Listed entries:
* * *
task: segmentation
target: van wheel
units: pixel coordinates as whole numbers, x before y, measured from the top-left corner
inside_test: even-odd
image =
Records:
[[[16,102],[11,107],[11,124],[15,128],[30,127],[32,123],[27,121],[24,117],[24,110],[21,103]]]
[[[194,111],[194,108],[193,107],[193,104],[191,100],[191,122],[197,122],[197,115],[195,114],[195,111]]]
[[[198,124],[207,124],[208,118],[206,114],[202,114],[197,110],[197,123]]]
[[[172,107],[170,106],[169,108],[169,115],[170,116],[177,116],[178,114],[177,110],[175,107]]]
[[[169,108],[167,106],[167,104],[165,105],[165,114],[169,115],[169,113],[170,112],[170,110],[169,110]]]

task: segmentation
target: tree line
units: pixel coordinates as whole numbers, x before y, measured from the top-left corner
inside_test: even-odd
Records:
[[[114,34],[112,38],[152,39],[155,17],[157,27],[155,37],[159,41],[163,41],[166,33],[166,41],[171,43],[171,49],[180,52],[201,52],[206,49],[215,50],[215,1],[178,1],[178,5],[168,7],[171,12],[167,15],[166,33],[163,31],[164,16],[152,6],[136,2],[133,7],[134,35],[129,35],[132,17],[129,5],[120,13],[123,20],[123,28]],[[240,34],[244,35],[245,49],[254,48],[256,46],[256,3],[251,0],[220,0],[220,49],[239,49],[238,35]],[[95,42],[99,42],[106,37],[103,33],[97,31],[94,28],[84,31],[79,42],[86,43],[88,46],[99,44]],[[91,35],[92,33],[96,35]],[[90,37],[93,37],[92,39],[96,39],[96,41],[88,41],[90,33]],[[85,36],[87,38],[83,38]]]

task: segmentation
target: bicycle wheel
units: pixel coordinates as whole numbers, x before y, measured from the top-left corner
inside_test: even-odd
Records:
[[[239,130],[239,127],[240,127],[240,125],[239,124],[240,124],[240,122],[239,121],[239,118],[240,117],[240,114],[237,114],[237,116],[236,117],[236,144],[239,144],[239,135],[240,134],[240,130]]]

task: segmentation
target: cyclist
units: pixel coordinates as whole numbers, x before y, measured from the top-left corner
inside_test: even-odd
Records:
* * *
Task directions: Filter the data above down to the lines that contain the word "wheel".

Exercise result:
target: van wheel
target: bicycle wheel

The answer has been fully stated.